● **Reading text**
☆ ☆ ☆

"My Best Days Are Ahead of Me" is a song written by Marv Green and Kent Blazy, and recorded by American Idol season 8 finalist Danny Gokey. It was released in December 2009 as the lead-off single from his debut album My Best Days, which was released on March 2, 2010, via RCA Nashville.

Content
In "My Best Days Are Ahead of Me," the narrator looks back at the mistakes he has made in his life, but realizes that his "best days are ahead of [him]."

History
Originally, Gokey's first single was slated to be "It's Only," written by Charles Kelley and Dave Haywood of Lady Antebellum. This song was withdrawn as a single in November 2009 and replaced with "My Best Days Are Ahead of Me."

Critical reception
Karlie Justus of Engine 145 gave the song a thumbs-down. Her review called it "a believable, earnest effort that’s bland and entirely forgettable," and criticized it for a lack of narrative. Matt Bjorke described the song positively in his review of the album, saying that its positive message "aligns nicely with [Gokey]." Deborah Evans Price of Billboard praised Gokey's vocal performance and called the song "the feel-good country song of 2010." Brian Mansfield of USA Today gave a positive review, saying, "With its uptempo tone of tempered optimism, My Best Days Are Ahead of Me is just the right kind of introductory single for Danny."

☆ ☆ ☆

Excerpts of location labeling data

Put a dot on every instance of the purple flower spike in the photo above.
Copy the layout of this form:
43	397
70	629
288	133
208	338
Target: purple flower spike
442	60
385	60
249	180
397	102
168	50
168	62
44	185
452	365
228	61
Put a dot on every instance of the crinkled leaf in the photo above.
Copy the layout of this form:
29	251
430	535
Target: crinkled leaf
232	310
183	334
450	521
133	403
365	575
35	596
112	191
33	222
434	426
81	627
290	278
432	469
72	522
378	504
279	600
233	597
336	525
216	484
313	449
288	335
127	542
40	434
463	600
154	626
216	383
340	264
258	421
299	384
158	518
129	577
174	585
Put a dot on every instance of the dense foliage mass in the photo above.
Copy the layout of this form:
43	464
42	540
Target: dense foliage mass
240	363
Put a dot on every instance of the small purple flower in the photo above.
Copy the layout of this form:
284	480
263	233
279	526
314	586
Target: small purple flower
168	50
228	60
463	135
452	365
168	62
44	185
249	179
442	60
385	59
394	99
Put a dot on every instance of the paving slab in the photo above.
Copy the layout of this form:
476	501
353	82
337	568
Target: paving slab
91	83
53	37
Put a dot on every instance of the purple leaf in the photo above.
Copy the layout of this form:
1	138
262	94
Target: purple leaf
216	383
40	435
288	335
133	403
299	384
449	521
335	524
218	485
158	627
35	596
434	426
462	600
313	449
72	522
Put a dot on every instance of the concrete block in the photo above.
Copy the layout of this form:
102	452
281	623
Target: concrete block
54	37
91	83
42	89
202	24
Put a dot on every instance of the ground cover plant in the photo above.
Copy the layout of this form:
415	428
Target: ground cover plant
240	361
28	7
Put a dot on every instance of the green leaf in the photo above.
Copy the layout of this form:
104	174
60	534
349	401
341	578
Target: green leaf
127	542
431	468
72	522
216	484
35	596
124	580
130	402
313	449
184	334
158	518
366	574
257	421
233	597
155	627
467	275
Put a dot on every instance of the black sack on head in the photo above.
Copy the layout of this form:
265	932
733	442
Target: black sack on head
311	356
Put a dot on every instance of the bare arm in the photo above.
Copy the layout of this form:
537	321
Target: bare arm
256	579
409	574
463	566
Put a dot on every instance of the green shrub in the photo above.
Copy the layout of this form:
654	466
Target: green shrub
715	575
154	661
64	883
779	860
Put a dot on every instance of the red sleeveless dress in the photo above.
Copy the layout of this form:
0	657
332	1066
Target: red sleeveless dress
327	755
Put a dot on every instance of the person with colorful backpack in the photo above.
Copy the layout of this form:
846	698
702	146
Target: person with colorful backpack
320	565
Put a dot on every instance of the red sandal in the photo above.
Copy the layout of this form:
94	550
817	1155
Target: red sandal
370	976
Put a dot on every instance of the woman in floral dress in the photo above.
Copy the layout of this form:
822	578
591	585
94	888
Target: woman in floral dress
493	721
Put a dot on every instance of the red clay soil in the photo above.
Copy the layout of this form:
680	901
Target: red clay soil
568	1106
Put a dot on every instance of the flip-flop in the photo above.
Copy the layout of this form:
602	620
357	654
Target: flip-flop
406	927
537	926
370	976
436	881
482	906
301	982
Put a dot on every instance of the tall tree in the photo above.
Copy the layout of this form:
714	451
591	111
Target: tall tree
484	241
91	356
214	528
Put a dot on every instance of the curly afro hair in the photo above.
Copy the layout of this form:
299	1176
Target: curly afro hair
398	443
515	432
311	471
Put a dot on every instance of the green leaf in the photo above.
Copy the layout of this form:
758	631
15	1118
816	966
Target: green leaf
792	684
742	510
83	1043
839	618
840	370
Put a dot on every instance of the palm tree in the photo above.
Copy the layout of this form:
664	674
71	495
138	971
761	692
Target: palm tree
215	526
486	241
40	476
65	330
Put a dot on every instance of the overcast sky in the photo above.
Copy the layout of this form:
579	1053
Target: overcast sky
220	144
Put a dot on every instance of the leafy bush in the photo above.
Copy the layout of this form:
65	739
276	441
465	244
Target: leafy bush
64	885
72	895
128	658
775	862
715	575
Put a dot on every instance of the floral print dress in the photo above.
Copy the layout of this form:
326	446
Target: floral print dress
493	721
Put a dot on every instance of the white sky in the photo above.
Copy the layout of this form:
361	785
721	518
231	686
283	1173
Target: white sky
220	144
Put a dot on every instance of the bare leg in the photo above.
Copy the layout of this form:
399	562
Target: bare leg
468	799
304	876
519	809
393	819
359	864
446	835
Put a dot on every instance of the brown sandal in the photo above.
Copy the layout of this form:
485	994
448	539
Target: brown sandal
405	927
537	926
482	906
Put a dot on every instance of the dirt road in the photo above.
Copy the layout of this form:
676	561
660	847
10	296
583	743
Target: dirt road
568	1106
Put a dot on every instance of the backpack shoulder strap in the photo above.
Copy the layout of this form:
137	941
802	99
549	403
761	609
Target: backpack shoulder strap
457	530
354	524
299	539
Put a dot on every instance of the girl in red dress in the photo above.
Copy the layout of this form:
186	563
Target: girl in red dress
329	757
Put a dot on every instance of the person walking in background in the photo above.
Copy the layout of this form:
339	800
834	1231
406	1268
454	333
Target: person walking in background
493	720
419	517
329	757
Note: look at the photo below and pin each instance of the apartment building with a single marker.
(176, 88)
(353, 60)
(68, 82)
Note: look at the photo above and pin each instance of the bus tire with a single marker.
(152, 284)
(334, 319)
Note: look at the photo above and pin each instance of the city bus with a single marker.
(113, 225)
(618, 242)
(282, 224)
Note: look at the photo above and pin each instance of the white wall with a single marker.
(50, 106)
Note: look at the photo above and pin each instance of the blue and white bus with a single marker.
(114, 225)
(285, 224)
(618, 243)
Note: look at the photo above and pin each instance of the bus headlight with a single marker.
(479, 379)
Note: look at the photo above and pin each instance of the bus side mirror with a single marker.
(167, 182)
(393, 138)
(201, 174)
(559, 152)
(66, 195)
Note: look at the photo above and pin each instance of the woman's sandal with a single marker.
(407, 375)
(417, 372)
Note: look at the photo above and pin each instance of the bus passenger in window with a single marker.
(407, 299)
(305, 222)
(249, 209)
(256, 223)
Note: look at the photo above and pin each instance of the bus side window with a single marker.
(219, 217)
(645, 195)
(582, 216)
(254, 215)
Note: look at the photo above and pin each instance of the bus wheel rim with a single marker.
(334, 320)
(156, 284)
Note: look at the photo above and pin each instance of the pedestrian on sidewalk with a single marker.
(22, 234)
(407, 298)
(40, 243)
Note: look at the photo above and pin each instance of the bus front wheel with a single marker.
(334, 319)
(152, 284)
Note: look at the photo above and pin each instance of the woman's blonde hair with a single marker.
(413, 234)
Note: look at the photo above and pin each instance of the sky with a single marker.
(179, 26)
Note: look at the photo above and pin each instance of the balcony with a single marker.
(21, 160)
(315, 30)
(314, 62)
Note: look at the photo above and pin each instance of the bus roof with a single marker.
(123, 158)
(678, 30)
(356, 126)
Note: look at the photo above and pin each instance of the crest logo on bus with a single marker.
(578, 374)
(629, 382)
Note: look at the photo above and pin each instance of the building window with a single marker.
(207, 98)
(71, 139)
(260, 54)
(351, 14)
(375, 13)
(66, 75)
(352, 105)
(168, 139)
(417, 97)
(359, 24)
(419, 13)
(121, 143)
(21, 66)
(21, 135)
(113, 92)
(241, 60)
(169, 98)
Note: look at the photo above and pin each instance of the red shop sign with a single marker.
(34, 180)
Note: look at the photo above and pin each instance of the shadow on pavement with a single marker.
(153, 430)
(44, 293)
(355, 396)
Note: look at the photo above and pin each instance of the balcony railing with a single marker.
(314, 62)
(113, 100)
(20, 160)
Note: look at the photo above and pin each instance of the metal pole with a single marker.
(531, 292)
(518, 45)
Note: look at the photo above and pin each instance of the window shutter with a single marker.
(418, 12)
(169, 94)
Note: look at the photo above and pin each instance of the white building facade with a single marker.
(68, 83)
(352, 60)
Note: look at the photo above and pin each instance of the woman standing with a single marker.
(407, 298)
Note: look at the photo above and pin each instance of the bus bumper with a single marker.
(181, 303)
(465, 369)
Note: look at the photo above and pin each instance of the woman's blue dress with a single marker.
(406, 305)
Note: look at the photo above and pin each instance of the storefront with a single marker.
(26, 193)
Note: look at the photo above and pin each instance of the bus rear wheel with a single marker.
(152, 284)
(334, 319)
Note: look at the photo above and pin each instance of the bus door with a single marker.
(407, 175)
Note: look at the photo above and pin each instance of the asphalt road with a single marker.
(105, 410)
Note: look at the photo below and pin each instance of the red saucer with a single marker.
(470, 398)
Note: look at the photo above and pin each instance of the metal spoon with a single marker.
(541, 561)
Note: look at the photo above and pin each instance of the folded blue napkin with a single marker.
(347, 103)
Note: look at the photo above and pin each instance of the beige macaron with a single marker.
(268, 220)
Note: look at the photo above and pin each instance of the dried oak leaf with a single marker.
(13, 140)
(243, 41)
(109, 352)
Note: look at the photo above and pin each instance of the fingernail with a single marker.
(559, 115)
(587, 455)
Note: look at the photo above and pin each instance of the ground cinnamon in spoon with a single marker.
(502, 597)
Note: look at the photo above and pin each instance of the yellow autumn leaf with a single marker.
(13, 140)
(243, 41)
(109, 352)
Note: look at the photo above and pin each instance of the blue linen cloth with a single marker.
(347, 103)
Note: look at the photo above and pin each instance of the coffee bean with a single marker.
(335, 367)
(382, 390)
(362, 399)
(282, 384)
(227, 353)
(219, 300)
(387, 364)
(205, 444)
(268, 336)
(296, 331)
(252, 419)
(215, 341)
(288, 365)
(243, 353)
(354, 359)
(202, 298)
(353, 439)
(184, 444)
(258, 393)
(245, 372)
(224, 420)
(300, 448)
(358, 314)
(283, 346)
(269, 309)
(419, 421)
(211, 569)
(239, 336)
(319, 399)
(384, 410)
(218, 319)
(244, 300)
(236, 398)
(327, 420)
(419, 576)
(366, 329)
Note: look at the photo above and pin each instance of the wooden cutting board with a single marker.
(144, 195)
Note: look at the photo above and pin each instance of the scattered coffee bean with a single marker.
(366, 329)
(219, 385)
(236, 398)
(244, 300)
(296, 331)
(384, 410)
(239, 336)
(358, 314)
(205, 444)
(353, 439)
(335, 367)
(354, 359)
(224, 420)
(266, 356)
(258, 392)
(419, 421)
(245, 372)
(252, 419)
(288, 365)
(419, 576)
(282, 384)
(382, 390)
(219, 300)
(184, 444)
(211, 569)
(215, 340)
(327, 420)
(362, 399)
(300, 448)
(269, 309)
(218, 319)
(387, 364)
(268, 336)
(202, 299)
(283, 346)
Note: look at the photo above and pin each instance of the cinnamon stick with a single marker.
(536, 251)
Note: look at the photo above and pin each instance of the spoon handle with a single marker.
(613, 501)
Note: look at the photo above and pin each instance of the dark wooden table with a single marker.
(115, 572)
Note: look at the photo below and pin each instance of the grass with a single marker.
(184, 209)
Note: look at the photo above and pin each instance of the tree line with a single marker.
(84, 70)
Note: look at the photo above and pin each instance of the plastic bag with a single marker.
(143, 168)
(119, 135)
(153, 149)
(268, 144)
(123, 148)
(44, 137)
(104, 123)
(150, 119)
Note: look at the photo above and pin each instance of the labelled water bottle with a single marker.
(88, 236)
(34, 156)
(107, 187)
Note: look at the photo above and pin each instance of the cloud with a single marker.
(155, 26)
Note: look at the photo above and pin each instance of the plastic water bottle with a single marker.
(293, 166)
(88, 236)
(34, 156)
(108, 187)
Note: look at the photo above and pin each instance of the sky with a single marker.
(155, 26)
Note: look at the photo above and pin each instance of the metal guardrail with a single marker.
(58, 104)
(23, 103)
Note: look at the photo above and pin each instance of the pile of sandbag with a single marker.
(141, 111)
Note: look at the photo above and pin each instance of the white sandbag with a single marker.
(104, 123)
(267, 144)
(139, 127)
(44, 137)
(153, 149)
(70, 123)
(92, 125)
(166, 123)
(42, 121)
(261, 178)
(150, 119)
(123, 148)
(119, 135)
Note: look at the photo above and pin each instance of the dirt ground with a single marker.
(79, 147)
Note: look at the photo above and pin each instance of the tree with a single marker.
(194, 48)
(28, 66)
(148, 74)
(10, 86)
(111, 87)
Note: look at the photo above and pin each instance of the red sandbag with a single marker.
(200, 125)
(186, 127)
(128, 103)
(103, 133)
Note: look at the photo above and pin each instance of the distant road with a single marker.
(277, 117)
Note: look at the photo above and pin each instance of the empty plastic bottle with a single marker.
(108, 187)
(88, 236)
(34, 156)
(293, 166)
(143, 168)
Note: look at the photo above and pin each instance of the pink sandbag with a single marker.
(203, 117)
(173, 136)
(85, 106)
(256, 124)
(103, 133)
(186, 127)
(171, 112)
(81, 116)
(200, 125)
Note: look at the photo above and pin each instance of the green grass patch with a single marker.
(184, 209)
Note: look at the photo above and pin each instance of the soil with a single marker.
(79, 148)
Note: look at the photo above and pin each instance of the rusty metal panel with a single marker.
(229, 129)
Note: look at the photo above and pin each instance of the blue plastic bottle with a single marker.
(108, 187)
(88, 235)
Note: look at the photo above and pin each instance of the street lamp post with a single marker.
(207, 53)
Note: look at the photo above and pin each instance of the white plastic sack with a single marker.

☆ ☆ ☆

● **Required task**
Please quote the full article above about the song "My Best Days Are Ahead of Me" word for word.

● **Complete output**
"My Best Days Are Ahead of Me" is a song written by Marv Green and Kent Blazy, and recorded by American Idol season 8 finalist Danny Gokey. It was released in December 2009 as the lead-off single from his debut album My Best Days, which was released on March 2, 2010, via RCA Nashville.

Content
In "My Best Days Are Ahead of Me," the narrator looks back at the mistakes he has made in his life, but realizes that his "best days are ahead of [him]."

History
Originally, Gokey's first single was slated to be "It's Only," written by Charles Kelley and Dave Haywood of Lady Antebellum. This song was withdrawn as a single in November 2009 and replaced with "My Best Days Are Ahead of Me."

Critical reception
Karlie Justus of Engine 145 gave the song a thumbs-down. Her review called it "a believable, earnest effort that’s bland and entirely forgettable," and criticized it for a lack of narrative. Matt Bjorke described the song positively in his review of the album, saying that its positive message "aligns nicely with [Gokey]." Deborah Evans Price of Billboard praised Gokey's vocal performance and called the song "the feel-good country song of 2010." Brian Mansfield of USA Today gave a positive review, saying, "With its uptempo tone of tempered optimism, My Best Days Are Ahead of Me is just the right kind of introductory single for Danny."